PAGE EXTRACT =>
▬▬▬▬▬▬

# Insulating a Garage Roof



## CplDevilDog (Mar 18, 2009)

You should apply Raft-R-Mate or comparable baffles to the underside of the roof sheathing. They will prevent the batts of insulation from pressing tightly to the sheathing and leave a continuous air space from the soffits to the ridge vent


----------



## OldNBroken (Jun 11, 2008)

Ventilation is not required in an unheated space. If you plan on finishing and heating it in the future then be proactive and install insulation baffles prior to insulating. They are available at any bigbox store. Also I would recommend using spring wires to install your insulation as staples will not always hold by themselves against gravity.


----------



## DexterII (Jul 14, 2010)

Just an opinion, but going back to the reason that you are doing this, keep in mind that insulation will reduce, minimize, or, perhaps even eliminate heat transfer in some cases, but it does not generate heat. Point being that if in fact insulation were to keep your garage warmer, it seems to my simple mind that you have a situation where you are currently either loosing heat from your house to your garage, or your garage is receiving some radiant heat, whether through the windows or doors, or through the roof, which you may reduce by insulating the roof. Not saying that it's a bad idea, but just saying that without a heat source, your ROI may be extremely minimal. I have noticed, as an example, that my insulated barn, without a heater running, is often colder inside than outside, particulalry on a cold but sunny day.


----------



## savaytse66 (Jan 4, 2011)

DexterII said:


> Just an opinion, but going back to the reason that you are doing this, keep in mind that insulation will reduce, minimize, or, perhaps even eliminate heat transfer in some cases, but it does not generate heat. Point being that if in fact insulation were to keep your garage warmer, it seems to my simple mind that you have a situation where you are currently either loosing heat from your house to your garage, or your garage is receiving some radiant heat, whether through the windows or doors, or through the roof, which you may reduce by insulating the roof. Not saying that it's a bad idea, but just saying that without a heat source, your ROI may be extremely minimal. I have noticed, as an example, that my insulated barn, without a heater running, is often colder inside than outside, particulalry on a cold but sunny day.


Point well taken. I do realize this, and for this reason, I have been somewhat hesitant to do this. However, for times when I am working all day in the garage, I plan to use either a portable heater or even a small wood burning stove to supply some moderate heat. With the insulation in place, I should be able to take some of the load off whatever heat source I use.

Also, while there is nothing above the garage, one side is directly against the house, so the garage will receive some radiant heat, though not nearly enough to keep the garage warm. I figure with the radiant heat from the house, lights, and excess heat from a warm car or truck, the insulation will at least help to keep the garage a few degrees warmer than the outside temperature. And with the addition of a space heater or some other heat supply, I can at least work comfortably in the space when it's only 14 degrees outside.

▬▬▬▬▬▬

[Pointing dataset data]
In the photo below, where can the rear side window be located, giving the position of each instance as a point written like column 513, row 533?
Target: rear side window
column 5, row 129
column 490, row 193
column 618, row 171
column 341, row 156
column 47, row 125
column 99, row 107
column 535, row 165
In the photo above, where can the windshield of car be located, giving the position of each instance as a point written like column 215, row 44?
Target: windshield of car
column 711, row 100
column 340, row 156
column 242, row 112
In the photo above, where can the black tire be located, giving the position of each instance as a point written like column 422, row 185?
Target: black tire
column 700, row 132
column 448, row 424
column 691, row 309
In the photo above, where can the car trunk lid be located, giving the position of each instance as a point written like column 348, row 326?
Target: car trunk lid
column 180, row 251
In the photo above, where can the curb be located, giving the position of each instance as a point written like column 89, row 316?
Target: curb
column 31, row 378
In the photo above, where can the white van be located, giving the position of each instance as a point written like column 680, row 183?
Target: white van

▬▬▬▬▬▬

PROBLEM SET =>
(1) According to the garage roof insulation thread, between which two points do the baffles leave a continuous air space?
(2) Write the next part of the garage roof insulation thread, picking up after its final sentence.

OUTPUTS BY TASK =>
(1) From the soffits to the ridge vent.

(2)
It's somewhat of a gamble, but if the price is right for the material, it's a gamble I'm willing to take. I just want to make sure I do it right.


----------



## savaytse66 (Jan 4, 2011)

CplDevilDog said:


> You should apply Raft-R-Mate or comparable baffles to the underside of the roof sheathing. They will prevent the batts of insulation from pressing tightly to the sheathing and leave a continuous air space from the soffits to the ridge vent


This is perfect. I think my local insulation warehouse stocks these.



OldNBroken said:


> Ventilation is not required in an unheated space. If you plan on finishing and heating it in the future then be proactive and install insulation baffles prior to insulating. They are available at any bigbox store. Also I would recommend using spring wires to install your insulation as staples will not always hold by themselves against gravity.


I doubt the space will ever be finished since we utilize the space between the trusses, but we will heat the space during the winter when we are using the garage for a few hours in a day. Thanks for the advice on the spring wires. That's a good idea.


----------



## Gary in WA (Mar 11, 2009)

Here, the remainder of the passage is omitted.